--- START Recorded data ---
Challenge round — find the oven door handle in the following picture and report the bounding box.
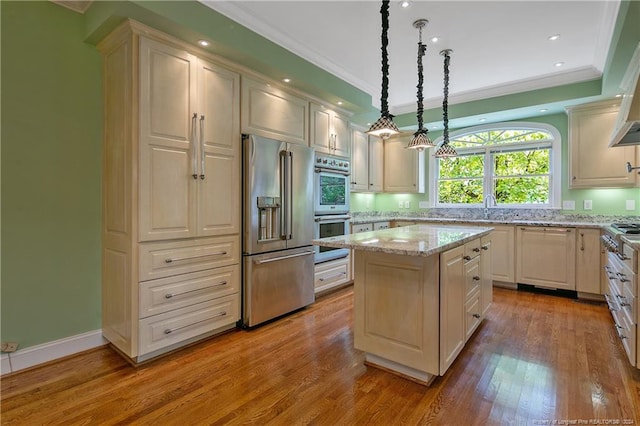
[316,167,351,176]
[315,214,351,222]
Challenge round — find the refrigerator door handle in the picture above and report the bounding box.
[253,251,315,265]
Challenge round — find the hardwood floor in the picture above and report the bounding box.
[1,288,640,426]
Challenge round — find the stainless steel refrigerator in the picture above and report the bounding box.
[242,135,315,327]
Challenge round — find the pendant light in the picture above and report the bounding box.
[367,0,400,139]
[434,49,458,158]
[407,19,434,151]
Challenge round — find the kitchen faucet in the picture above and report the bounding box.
[484,194,498,219]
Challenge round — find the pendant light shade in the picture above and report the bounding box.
[434,49,458,158]
[367,0,400,139]
[407,19,434,151]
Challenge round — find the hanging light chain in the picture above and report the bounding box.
[413,19,428,132]
[380,0,389,117]
[440,49,451,144]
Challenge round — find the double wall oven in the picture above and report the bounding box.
[314,153,351,263]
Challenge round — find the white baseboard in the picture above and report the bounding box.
[1,330,107,375]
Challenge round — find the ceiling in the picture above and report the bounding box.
[201,0,620,115]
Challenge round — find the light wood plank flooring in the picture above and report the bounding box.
[1,288,640,426]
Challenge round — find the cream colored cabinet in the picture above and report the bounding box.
[576,228,603,294]
[139,38,240,241]
[568,101,637,189]
[351,127,369,192]
[309,102,351,157]
[369,136,384,192]
[491,225,516,283]
[480,232,494,317]
[351,128,384,192]
[241,76,309,146]
[440,246,466,375]
[383,136,425,193]
[315,255,352,294]
[98,21,240,362]
[516,226,576,290]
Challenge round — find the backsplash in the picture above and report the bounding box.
[351,208,640,223]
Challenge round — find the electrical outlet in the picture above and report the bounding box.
[1,342,18,352]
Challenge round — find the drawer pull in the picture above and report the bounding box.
[164,281,227,299]
[164,311,227,334]
[318,272,347,281]
[164,251,227,263]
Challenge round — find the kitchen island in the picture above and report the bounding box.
[313,225,492,385]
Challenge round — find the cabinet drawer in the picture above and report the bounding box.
[315,257,351,292]
[464,292,482,342]
[140,265,240,318]
[464,238,480,261]
[139,294,240,355]
[139,236,240,281]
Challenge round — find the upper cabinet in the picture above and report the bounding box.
[568,101,640,189]
[351,127,384,192]
[139,38,240,241]
[384,135,425,193]
[241,76,309,145]
[309,102,351,157]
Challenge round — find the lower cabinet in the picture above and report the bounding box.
[516,226,576,290]
[314,255,352,294]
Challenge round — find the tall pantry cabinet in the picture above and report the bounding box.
[98,22,241,362]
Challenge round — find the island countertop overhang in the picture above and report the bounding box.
[312,225,493,256]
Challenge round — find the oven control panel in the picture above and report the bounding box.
[316,153,349,172]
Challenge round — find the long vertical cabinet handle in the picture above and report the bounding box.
[280,151,288,240]
[191,112,198,179]
[200,115,204,180]
[287,151,293,240]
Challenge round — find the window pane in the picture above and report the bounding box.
[438,179,482,204]
[493,149,549,176]
[439,155,484,178]
[494,176,549,204]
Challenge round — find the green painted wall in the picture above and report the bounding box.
[0,1,102,348]
[351,114,640,216]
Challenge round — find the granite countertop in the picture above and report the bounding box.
[621,234,640,251]
[351,216,610,228]
[312,225,493,257]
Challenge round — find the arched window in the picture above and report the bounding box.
[431,122,561,208]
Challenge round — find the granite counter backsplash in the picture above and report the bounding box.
[351,207,640,224]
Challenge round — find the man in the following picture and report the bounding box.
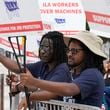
--- END Recorded data ---
- _What is needed_: Format the lines above as a JSON list of strings, one string per line, skipping blank lines. Leave the pictures out of the list.

- _Complete answer_:
[
  "Challenge round — find the oven door handle in the following picture and report the bounding box.",
  "[316,167,351,176]",
  "[315,214,351,222]",
  "Challenge round — find the refrigerator door handle in the picture above and report the bounding box.",
  "[253,251,315,265]",
  "Challenge round — find the hardwood floor in the picture above and report the bounding box.",
  "[1,288,640,426]",
  "Challenge round — find the stainless steel refrigerator in the picture above and report the bounding box.",
  "[242,135,315,327]",
  "Challenge round — find the pendant light in the picture above and report the bounding box.",
  "[367,0,400,139]",
  "[434,49,458,158]",
  "[407,19,434,151]",
  "Challenge round — find the kitchen faucet in the picture above and report the bounding box.",
  "[484,194,498,219]",
  "Challenge round — find the pendant light shade in the picture above and report the bounding box.",
  "[434,49,458,158]",
  "[367,0,400,139]",
  "[407,19,434,151]",
  "Challenge round — find the hanging light chain in the picture above and report the bounding box.",
  "[413,19,428,132]",
  "[380,0,389,117]",
  "[440,49,451,144]",
  "Challenge round — find the double wall oven in the picture above and report the bounding box.",
  "[314,153,351,263]",
  "Challenge round — find the white baseboard in the picture above and report the bounding box.",
  "[1,330,107,375]",
  "Challenge round — find the ceiling in the picture above and report the bounding box.",
  "[201,0,620,115]",
  "Challenge round — find the light wood plank flooring in the picture above and report the bounding box.",
  "[1,288,640,426]",
  "Challenge round — find the cream colored cabinet in the picture above and report the bounding box.",
  "[576,228,603,294]",
  "[139,38,240,241]",
  "[568,101,637,189]",
  "[351,127,369,192]",
  "[309,102,351,157]",
  "[369,136,384,192]",
  "[491,225,516,283]",
  "[480,232,494,317]",
  "[351,128,384,192]",
  "[241,76,309,146]",
  "[440,246,466,375]",
  "[383,136,425,193]",
  "[315,255,352,294]",
  "[98,21,240,362]",
  "[516,226,576,290]",
  "Challenge round — find the backsplash in the picture above and report the bounding box.",
  "[351,208,640,223]",
  "Challenge round — find the electrical outlet in the picture above and report the bounding box.",
  "[1,342,18,352]",
  "Challenge round — find the drawer pull in the picture above and report the bounding box.",
  "[164,281,227,299]",
  "[164,311,227,334]",
  "[318,272,347,281]",
  "[164,251,227,263]",
  "Challenge round — find the kitchen island in the picture above and report the bounding box.",
  "[313,225,492,385]",
  "Challenge round — find the cabinet drawer in the picture above and report the bounding box.",
  "[315,257,351,292]",
  "[464,292,482,342]",
  "[140,265,240,318]",
  "[464,238,480,261]",
  "[139,294,240,355]",
  "[139,236,240,281]",
  "Challenge round — find the upper cabinet in the picture above and report the bounding box.",
  "[568,101,640,189]",
  "[351,127,384,192]",
  "[139,38,240,241]",
  "[384,135,425,193]",
  "[241,76,309,145]",
  "[309,102,351,157]",
  "Challenge round — find the lower cabinet in the picture above and report the bounding box.",
  "[516,226,576,290]",
  "[314,255,352,294]",
  "Challenge round — find the tall pantry cabinet in the picture above and report the bounding box.",
  "[98,22,241,362]",
  "Challenge round — find the island countertop overhang in the picture above and report the bounding box.",
  "[312,225,493,256]",
  "Challenge round — find the oven control panel in the picture above and report the bounding box.",
  "[316,153,349,172]",
  "Challenge round — find the long vertical cabinet handle in the picture above and report the bounding box.",
  "[280,151,288,240]",
  "[191,112,198,179]",
  "[200,115,204,180]",
  "[287,151,293,240]",
  "Challenge round — find the window pane in the picture above and report the bounding box.",
  "[438,179,482,204]",
  "[493,149,549,176]",
  "[439,155,484,178]",
  "[494,176,549,204]",
  "Challenge round — find the green painted wall in the picture above and report the bounding box.",
  "[0,1,102,348]",
  "[351,114,640,216]",
  "Challenge round — find the granite countertop in the picture above and report the bounding box.",
  "[621,234,640,251]",
  "[351,216,610,228]",
  "[312,225,493,257]",
  "Challenge round — find the arched window in the picture above and report the bounding box.",
  "[431,122,561,208]",
  "Challenge round — find the granite counter backsplash in the picture above and report the bounding box.",
  "[351,207,640,224]",
  "Challenge round — find the man in the following picture and report the bounding box."
]